:: Document extract ::
□ □ □

The Twentieth Century Society

Casework

Sully Hospital, Vale of Glamorgan

W A Pite, Son, and Fairweather, 1936, Listed Grade II

‘An outstanding example of inter-war architecture, which has survived almost unaltered’. This opening quotation from Pevsner’s The Buildings of Wales, Glamorgan, astutely describes one of the last great Modernist landmarks left in Wales. Indeed, it is the finest Modernist sanitorium to which Britain can lay claim. [Click for images of the front elevation, southwards and for a site plan]. The sanitorium is a building type that reflects the Modern Movement par excellence and highlights the era’s strong regard for the health benefits of light and air and their capacity to cure. Sully sits amongst a host of contemporaneous examples, whether by Aalto at Paimio, Bijvoet and Duiker at Sonnenstraal or Gardella in Northern Italy.

Built between the years of 1932-36 by William Pite, Son and Fairweather,
following their success in an open competition in 1931 to design the building, Sully Hospital was in later years used as a psychiatric hospital, and was vacated a year or so ago. It was constructed specifically to house tuberculosis sufferers, whose cure required the maximum of light and air; hence the choice of the site at Sully, which is close to the sea, located on the clifftops overlooking the Bristol Channel. Its concrete frame, pioneered during this period, allowed for large expanses of glazing, hitherto structurally impossible, which opened to let in the sea breezes. Sully’s south facing wards constitute the most impressive part of the design, and form two Vs towards the sea; their oblique facades are glazed to allow in sunlight and air for the patients. Importantly, the V-shaped plan cleverly shelters the outdoor clifftop grounds, allowing patients to take fresh air without the chill of the wind. The expansive use of glazing is carried through into the cylindrical stair towers, typical of this period, which are lit by full-height windows.

□ □ □

Collection entries:
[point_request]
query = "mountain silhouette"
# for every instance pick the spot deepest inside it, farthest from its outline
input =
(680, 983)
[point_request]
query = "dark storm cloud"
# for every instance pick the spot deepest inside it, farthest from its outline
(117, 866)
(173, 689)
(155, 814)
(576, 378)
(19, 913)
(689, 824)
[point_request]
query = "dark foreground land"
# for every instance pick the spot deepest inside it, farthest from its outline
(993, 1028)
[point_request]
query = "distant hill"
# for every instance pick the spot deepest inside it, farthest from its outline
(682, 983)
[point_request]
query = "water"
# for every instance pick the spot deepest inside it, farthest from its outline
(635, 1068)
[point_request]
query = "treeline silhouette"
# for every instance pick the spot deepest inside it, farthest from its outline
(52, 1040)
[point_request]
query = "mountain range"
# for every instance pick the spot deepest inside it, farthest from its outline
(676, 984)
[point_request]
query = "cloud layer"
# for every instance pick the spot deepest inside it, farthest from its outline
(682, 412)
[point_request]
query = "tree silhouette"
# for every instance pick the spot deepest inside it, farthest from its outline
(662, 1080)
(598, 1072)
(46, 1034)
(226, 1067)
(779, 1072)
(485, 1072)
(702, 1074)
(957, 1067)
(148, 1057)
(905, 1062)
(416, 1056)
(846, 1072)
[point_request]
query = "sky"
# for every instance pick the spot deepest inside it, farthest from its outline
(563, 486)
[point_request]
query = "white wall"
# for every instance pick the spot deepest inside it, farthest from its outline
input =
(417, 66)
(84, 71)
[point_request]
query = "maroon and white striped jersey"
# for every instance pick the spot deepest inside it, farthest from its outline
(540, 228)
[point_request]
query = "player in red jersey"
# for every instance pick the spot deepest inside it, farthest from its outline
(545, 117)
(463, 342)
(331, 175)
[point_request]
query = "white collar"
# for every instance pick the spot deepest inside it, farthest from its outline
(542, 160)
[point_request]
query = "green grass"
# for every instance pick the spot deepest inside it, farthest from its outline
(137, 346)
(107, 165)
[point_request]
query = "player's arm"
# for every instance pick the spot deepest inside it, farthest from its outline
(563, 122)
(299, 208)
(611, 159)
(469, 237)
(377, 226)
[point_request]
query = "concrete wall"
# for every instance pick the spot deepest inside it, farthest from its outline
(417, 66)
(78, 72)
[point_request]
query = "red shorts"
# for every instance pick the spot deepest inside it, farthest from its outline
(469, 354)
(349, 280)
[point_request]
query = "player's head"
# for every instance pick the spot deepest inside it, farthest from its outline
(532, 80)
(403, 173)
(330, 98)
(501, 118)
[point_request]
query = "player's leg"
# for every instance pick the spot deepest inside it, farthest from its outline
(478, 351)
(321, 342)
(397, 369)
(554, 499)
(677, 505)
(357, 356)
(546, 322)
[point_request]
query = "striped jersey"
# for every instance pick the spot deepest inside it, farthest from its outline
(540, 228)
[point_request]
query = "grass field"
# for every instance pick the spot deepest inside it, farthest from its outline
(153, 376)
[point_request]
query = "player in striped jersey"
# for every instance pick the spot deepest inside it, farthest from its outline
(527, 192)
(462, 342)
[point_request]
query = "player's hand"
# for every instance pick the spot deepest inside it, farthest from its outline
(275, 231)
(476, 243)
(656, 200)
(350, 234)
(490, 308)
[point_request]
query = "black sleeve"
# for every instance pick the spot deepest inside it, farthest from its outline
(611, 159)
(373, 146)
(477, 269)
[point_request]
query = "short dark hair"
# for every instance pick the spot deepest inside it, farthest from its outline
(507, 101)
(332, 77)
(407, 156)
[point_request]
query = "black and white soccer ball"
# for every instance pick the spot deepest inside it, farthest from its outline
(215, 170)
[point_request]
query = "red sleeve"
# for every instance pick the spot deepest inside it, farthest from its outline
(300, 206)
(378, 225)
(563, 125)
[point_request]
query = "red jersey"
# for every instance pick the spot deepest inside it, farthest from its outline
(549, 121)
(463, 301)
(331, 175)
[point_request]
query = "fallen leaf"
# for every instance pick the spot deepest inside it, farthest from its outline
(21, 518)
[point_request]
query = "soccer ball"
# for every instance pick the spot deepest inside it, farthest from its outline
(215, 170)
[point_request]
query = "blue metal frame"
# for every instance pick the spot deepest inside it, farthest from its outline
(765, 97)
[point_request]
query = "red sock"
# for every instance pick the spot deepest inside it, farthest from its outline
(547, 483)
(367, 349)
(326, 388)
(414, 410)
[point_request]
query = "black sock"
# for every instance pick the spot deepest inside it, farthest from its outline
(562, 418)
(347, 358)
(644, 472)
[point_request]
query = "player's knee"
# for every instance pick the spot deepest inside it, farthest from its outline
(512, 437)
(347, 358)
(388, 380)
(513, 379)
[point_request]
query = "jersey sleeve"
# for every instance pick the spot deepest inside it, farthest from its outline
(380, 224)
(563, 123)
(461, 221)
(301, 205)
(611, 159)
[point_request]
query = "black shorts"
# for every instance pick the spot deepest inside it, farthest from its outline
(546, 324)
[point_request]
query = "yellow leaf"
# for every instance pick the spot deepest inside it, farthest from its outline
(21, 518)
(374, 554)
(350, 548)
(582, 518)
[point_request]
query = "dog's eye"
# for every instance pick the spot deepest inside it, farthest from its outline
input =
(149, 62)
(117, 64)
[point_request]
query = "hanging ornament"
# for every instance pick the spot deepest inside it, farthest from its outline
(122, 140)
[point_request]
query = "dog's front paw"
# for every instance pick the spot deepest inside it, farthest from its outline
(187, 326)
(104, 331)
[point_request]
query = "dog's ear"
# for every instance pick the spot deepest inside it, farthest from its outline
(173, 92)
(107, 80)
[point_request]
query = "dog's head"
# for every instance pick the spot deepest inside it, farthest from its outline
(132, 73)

□ □ □

:: What the task asks ::
Transcribe the passage of the Sully Hospital text that opens with the words "The Twentieth Century" and closes with "in Northern Italy.". You won't need the items to do this.

:: Result of the exercise ::
The Twentieth Century Society

Casework

Sully Hospital, Vale of Glamorgan

W A Pite, Son, and Fairweather, 1936, Listed Grade II

‘An outstanding example of inter-war architecture, which has survived almost unaltered’. This opening quotation from Pevsner’s The Buildings of Wales, Glamorgan, astutely describes one of the last great Modernist landmarks left in Wales. Indeed, it is the finest Modernist sanitorium to which Britain can lay claim. [Click for images of the front elevation, southwards and for a site plan]. The sanitorium is a building type that reflects the Modern Movement par excellence and highlights the era’s strong regard for the health benefits of light and air and their capacity to cure. Sully sits amongst a host of contemporaneous examples, whether by Aalto at Paimio, Bijvoet and Duiker at Sonnenstraal or Gardella in Northern Italy.